::: DATA SECTION :::

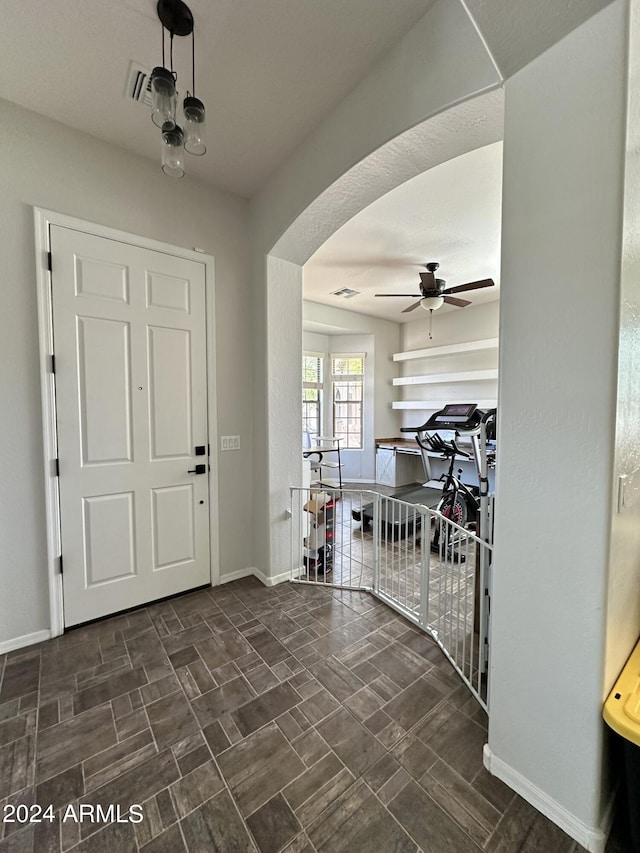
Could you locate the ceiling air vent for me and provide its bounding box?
[124,61,151,107]
[332,287,361,299]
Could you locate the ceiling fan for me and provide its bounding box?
[375,262,495,314]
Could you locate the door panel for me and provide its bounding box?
[153,485,196,571]
[51,226,210,626]
[83,492,137,587]
[77,317,132,465]
[148,326,193,459]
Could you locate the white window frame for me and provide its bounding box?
[302,350,325,438]
[329,352,366,450]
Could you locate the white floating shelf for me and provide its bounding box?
[393,368,498,385]
[393,338,498,361]
[391,399,498,412]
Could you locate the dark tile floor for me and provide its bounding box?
[0,579,620,853]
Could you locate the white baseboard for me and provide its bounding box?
[218,566,256,584]
[0,631,51,655]
[482,743,613,853]
[253,569,298,586]
[219,567,291,586]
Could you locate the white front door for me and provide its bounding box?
[50,225,211,627]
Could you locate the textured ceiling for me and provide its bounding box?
[0,0,434,196]
[304,142,502,322]
[463,0,611,79]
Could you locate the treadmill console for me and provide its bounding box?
[423,403,483,432]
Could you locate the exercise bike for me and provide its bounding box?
[416,433,480,552]
[403,403,488,552]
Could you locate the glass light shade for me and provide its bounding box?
[183,97,207,157]
[420,296,444,311]
[162,122,184,178]
[151,66,176,127]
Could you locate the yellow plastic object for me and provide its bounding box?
[603,641,640,746]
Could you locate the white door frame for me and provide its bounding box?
[34,207,220,637]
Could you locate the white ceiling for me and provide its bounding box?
[0,0,434,196]
[304,142,502,322]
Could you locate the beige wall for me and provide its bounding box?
[0,101,253,642]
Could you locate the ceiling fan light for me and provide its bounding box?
[162,122,184,178]
[183,96,207,157]
[420,296,444,311]
[151,65,176,128]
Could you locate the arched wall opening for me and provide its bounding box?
[253,0,640,851]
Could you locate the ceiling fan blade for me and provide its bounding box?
[443,296,471,308]
[420,272,437,290]
[442,278,495,293]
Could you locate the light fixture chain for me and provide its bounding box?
[191,25,196,97]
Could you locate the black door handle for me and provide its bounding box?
[187,465,207,474]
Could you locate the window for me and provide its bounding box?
[302,353,323,436]
[331,353,364,450]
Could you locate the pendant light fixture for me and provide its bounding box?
[151,0,207,178]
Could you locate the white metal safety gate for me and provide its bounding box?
[291,487,492,710]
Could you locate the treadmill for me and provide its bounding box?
[351,403,484,539]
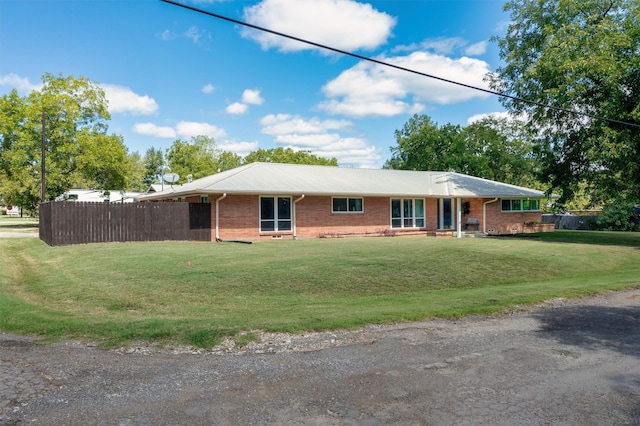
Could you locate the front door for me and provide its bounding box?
[438,198,455,229]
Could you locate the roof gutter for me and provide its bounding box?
[293,194,304,240]
[216,192,227,241]
[482,197,498,234]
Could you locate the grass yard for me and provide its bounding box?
[0,215,38,233]
[0,231,640,347]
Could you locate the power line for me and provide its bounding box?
[160,0,640,128]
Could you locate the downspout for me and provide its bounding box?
[456,198,462,238]
[482,197,498,234]
[293,194,304,240]
[216,192,227,241]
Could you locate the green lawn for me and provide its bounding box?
[0,231,640,347]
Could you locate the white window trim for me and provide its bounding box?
[331,197,364,214]
[389,198,427,229]
[500,197,542,213]
[258,195,293,234]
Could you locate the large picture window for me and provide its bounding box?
[502,198,540,212]
[260,197,291,232]
[391,198,424,228]
[331,197,364,213]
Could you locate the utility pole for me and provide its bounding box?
[40,108,47,203]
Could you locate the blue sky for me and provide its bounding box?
[0,0,508,168]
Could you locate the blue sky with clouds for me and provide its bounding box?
[0,0,508,168]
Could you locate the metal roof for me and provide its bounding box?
[139,163,545,201]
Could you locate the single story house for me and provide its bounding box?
[56,188,141,203]
[139,163,547,241]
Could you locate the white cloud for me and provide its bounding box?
[225,102,249,115]
[133,121,227,139]
[100,84,158,115]
[242,0,396,51]
[176,121,227,139]
[318,52,489,117]
[182,25,211,44]
[392,37,488,56]
[242,89,264,105]
[218,141,260,157]
[158,30,175,41]
[156,25,211,45]
[392,37,468,55]
[260,114,381,167]
[260,114,352,135]
[467,111,513,125]
[464,41,488,56]
[133,123,176,139]
[0,73,42,95]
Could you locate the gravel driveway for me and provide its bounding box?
[0,290,640,425]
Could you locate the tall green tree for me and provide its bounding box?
[385,115,540,187]
[143,147,165,188]
[166,136,219,183]
[490,0,640,202]
[462,117,543,189]
[244,147,338,166]
[0,74,127,211]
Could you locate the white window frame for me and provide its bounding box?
[258,195,293,233]
[331,197,364,214]
[500,197,542,213]
[389,198,427,229]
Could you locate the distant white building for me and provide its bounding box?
[56,188,140,203]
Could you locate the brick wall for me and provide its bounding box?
[480,200,542,235]
[209,194,541,241]
[296,197,390,238]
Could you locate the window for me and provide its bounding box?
[391,198,424,228]
[502,198,540,212]
[260,197,291,232]
[331,198,364,213]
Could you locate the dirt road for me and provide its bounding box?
[0,290,640,425]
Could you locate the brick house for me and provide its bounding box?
[139,163,546,241]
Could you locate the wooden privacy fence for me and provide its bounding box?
[40,201,211,246]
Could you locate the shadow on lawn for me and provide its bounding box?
[533,306,640,358]
[498,231,640,249]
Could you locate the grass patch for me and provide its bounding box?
[0,231,640,348]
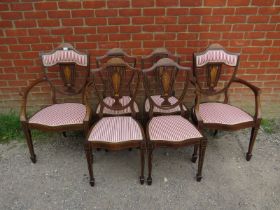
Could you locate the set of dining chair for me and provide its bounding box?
[20,43,261,186]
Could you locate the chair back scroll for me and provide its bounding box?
[40,43,90,95]
[193,44,239,95]
[142,58,191,116]
[87,57,140,117]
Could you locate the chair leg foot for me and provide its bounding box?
[246,153,252,161]
[30,154,37,163]
[196,175,202,182]
[139,176,145,184]
[89,178,95,187]
[191,155,197,163]
[147,177,153,185]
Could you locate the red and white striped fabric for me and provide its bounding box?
[199,102,253,125]
[149,115,202,141]
[145,95,187,113]
[196,50,238,67]
[29,103,86,127]
[42,50,88,66]
[96,96,139,115]
[88,116,143,143]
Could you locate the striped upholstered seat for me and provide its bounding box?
[145,95,187,113]
[148,115,202,141]
[29,103,86,127]
[199,102,253,125]
[88,116,143,143]
[96,96,139,115]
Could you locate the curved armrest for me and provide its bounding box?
[232,78,261,120]
[19,77,47,122]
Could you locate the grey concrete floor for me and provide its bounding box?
[0,130,280,210]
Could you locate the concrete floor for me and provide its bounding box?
[0,130,280,210]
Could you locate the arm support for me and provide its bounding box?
[19,77,51,121]
[232,78,261,120]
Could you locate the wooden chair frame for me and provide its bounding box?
[20,43,92,163]
[142,58,207,185]
[192,44,262,161]
[85,58,146,186]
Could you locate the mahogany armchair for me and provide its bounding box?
[192,44,261,161]
[20,43,91,163]
[142,58,207,185]
[96,48,139,116]
[85,58,146,186]
[141,48,188,120]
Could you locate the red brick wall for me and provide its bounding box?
[0,0,280,116]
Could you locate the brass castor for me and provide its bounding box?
[191,155,197,163]
[30,155,37,163]
[139,176,145,184]
[246,153,252,161]
[89,179,94,187]
[147,177,153,185]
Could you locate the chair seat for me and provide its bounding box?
[88,116,143,143]
[145,95,187,113]
[29,103,86,127]
[148,115,202,142]
[96,96,139,115]
[199,102,253,125]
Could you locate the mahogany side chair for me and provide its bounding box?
[96,48,139,118]
[85,58,146,186]
[141,48,188,121]
[20,43,91,163]
[192,44,261,161]
[142,58,207,185]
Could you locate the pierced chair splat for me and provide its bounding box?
[20,43,91,163]
[85,58,146,186]
[142,58,207,185]
[192,44,261,161]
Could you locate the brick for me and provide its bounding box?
[109,34,130,41]
[120,26,141,33]
[62,18,84,26]
[11,3,33,11]
[225,16,246,23]
[227,0,250,6]
[107,0,130,8]
[95,9,118,17]
[14,20,37,28]
[247,16,269,23]
[131,0,155,7]
[1,12,23,20]
[155,16,177,24]
[166,8,189,16]
[6,29,27,36]
[24,11,47,19]
[202,16,223,23]
[34,2,57,11]
[190,8,212,15]
[83,1,106,9]
[85,18,107,26]
[156,0,179,7]
[178,16,201,24]
[48,11,71,18]
[119,9,141,17]
[252,0,274,6]
[132,33,153,40]
[97,26,119,33]
[58,1,81,9]
[154,33,176,40]
[143,8,165,16]
[108,17,130,25]
[180,0,202,7]
[204,0,226,7]
[18,36,40,44]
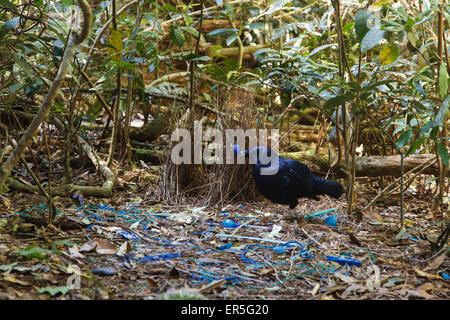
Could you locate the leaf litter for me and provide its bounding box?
[0,190,450,299]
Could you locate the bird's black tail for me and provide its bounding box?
[313,176,344,199]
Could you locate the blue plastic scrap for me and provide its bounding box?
[72,194,86,210]
[325,256,361,267]
[117,230,140,241]
[325,215,337,227]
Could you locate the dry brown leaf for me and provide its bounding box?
[3,276,30,286]
[80,238,117,254]
[423,253,447,271]
[69,246,84,259]
[414,268,444,280]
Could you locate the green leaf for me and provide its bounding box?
[355,10,373,42]
[434,94,450,127]
[406,137,426,155]
[14,244,51,260]
[181,27,198,38]
[0,0,17,13]
[227,33,239,46]
[169,25,186,47]
[206,28,239,36]
[306,43,337,59]
[438,142,449,168]
[2,17,20,30]
[37,286,70,297]
[323,93,354,110]
[247,21,264,30]
[396,129,413,149]
[419,120,434,135]
[378,44,400,66]
[361,29,386,53]
[439,60,448,99]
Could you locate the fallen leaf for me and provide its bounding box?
[69,246,84,259]
[37,286,70,297]
[116,241,131,257]
[423,253,447,271]
[414,268,444,280]
[3,276,30,286]
[80,238,117,254]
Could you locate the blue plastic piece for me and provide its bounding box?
[325,215,337,227]
[222,219,241,229]
[91,267,117,276]
[117,230,140,241]
[325,256,361,267]
[273,246,286,253]
[219,242,233,250]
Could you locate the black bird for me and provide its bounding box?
[233,145,344,209]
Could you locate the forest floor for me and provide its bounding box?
[0,171,450,300]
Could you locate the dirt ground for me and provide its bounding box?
[0,179,450,300]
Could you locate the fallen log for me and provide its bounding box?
[280,152,442,177]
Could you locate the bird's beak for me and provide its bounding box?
[233,144,244,156]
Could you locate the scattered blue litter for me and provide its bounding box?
[126,253,183,263]
[273,246,286,253]
[325,256,361,267]
[325,215,337,227]
[72,194,86,210]
[91,267,117,276]
[219,242,233,250]
[117,230,140,241]
[222,219,241,229]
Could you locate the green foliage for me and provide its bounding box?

:::

__WHAT THE TASK REQUIRES__
Copy out the lines running from the start of the records through the line that contains "[148,326,193,459]", with both ends included, and leave the pictures out.

__WRITTEN ANSWER__
Could you locate the ceiling air vent for me and provide its bounding box?
[124,61,151,107]
[332,287,361,299]
Could you locate the ceiling fan for me and provide its bounding box?
[375,262,495,314]
Could you locate the door panel for me and provide its bounding box?
[153,485,196,571]
[51,226,210,626]
[83,492,137,587]
[77,317,132,465]
[148,326,193,459]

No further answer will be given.